» Exercise: Reproduce the material below word for word, omitting the pictures.

» Supplied entries:
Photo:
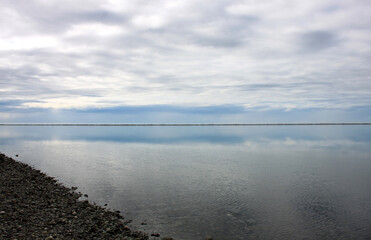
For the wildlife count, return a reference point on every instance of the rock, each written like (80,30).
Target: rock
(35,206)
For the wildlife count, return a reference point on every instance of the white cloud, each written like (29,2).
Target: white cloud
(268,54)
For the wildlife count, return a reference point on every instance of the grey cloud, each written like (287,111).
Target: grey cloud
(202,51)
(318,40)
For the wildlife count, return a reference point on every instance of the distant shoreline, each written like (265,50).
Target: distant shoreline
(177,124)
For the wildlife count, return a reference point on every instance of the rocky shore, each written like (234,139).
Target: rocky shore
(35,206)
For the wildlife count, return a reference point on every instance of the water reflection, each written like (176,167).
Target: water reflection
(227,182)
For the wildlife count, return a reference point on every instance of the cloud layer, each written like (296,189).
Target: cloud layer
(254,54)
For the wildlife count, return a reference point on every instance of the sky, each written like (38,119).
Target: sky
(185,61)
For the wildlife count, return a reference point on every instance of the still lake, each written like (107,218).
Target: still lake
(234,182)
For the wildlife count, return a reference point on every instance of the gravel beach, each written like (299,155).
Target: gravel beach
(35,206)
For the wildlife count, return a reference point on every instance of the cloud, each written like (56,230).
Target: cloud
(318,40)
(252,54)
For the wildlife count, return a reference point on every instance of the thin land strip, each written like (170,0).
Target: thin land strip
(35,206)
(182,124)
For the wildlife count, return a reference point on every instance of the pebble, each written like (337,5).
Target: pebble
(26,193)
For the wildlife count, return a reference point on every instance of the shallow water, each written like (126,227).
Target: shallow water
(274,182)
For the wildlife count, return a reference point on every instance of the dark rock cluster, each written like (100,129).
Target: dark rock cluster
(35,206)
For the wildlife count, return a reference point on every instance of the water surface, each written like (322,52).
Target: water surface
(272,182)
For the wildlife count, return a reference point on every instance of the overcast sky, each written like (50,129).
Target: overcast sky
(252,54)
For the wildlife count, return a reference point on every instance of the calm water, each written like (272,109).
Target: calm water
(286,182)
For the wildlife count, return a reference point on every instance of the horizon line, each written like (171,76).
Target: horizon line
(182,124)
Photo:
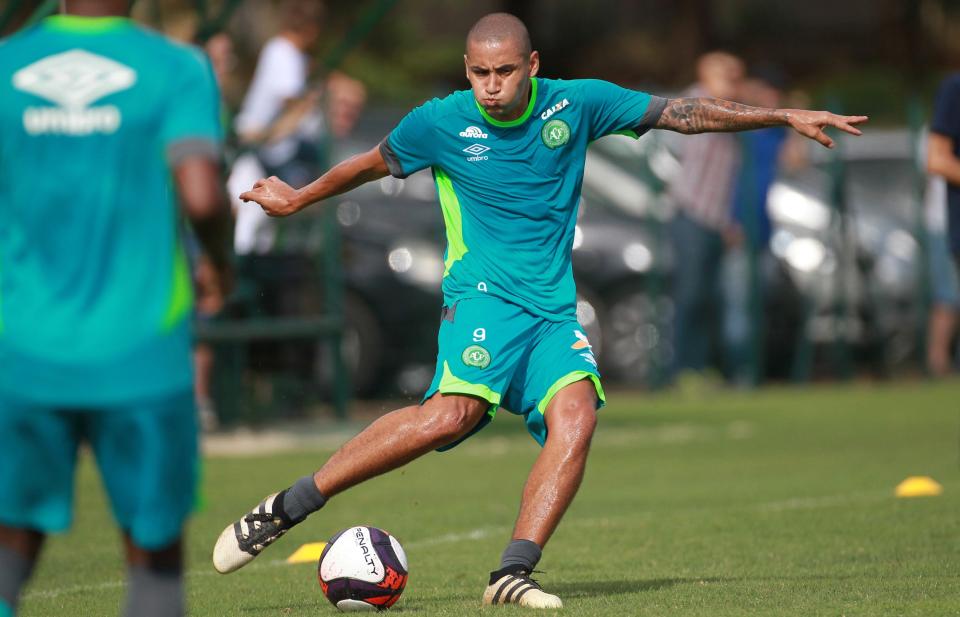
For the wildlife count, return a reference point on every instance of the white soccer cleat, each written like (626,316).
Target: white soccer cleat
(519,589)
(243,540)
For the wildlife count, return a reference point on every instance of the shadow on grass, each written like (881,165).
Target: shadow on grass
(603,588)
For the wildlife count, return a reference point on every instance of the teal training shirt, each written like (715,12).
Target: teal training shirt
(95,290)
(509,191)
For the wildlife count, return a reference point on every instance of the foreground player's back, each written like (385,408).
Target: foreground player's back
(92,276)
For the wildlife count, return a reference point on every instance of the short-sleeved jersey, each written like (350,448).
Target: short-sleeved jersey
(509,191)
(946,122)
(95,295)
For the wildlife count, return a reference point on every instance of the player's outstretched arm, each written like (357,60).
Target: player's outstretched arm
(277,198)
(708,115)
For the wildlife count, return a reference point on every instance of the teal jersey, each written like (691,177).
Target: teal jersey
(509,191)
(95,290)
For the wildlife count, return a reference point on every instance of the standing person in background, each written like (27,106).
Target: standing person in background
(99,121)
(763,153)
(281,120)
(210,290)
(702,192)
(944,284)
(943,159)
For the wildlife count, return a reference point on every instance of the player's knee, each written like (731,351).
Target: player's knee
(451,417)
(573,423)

» Task result:
Photo:
For the wildlife count, return a reference point on every instance of the rock, each written like (80,30).
Target: rock
(35,206)
For the wildlife count, return a reference point on every instance of the white cloud, each written like (29,2).
Target: white cloud
(268,54)
For the wildlife count, return a reference point on every instance of the grey cloud, each written like (287,111).
Target: grey cloud
(202,51)
(318,40)
For the wildlife count, return a reference point on every instance of the distant shoreline, each written like (265,50).
Target: distant shoreline
(177,124)
For the wildlife count, return a reference point on every instance of the rocky shore, each written like (234,139).
Target: rocky shore
(35,206)
For the wildlife count, return a reference point on every instance of the water reflection, each written like (176,167).
Target: water reflection
(227,182)
For the wildlife count, return a reference point on every instance of the cloud layer, each written like (296,189).
Target: cloud layer
(254,54)
For the wildlife count, return a reference point on every instance of the sky, each written like (38,119).
Target: sky
(185,61)
For the wildlife count, return a reference point on every instance of the still lake, each written like (107,218).
Target: still lake
(234,182)
For the wildlife count, return a reference point on every instance of the gravel beach, each written like (299,155).
Target: gravel beach
(35,206)
For the wildlife count, return a reference point on every instance of the cloud, each written like (56,230).
Target: cloud
(318,40)
(252,54)
For the wildlife count, return a reference point on every instance of the thin land strip, each written like (170,0).
Target: thin land strip
(35,206)
(182,124)
For the wildlife count, return a reference point on every instance of the pebble, each written like (337,5).
Target: pebble
(26,193)
For the wildlife count, return a reference point on every instance of the shallow water, each written like (126,227).
Target: shallow water
(274,182)
For the wildlife count, return a reference point on every instance of the dark rock cluster, each written like (100,129).
Target: dark rock cluster
(35,206)
For the wildlife count, return a reference point on every instance of the water surface, each written like (322,52).
Target: water surface
(272,182)
For the wildlife count, return a reference point on every instance of the overcast sky, each written like (50,129).
Target: overcast sky
(252,54)
For the wildlife count, return a reference point on every instance of the calm water, each written like (272,109).
Target: calm water
(286,182)
For the wildlife count, return a reference point on every instance of the horizon line, each written like (171,76).
Target: horizon line
(182,124)
Photo:
For the wildlife count, return a reference point on every instance of the white soccer cleat, each written like (626,316).
Target: white soccer cleat
(519,589)
(243,540)
For the wildlife count, return a reference point on every instance of the shadow on grass, each written like (881,165).
Target: shadow on grass
(603,588)
For the wildlife count, return a reference point on every instance of the teal training shirt, each written like (715,12).
Target: teal training shirt
(95,290)
(509,191)
For the wildlife count, return a reference point on every instance of the foreground player's back, each written like (385,408).
Target: foreground player's back
(92,276)
For the wildlife count, return a reference point on every instance of the short-sleeved jersey, each written like (350,448).
Target: short-sleeved jersey
(509,191)
(946,122)
(95,295)
For the wildlife count, return a reference point on every instance of the player's outstretched arm, each written like (357,60).
Target: player's outstretched arm
(277,198)
(708,115)
For the wildlife count, return a reference point on every instance of the teal jersey, each written like (691,177).
Target: teal jersey
(509,191)
(95,290)
For the wildlife count, return a reference point on every instance of the standing person in background, each written like (27,106).
Target: standing person in background
(99,121)
(763,153)
(281,120)
(210,290)
(702,192)
(944,284)
(943,159)
For the wildlife count, return a reference point on every instance of the player's knee, each written like (731,351).
Target: player's knee
(451,417)
(573,423)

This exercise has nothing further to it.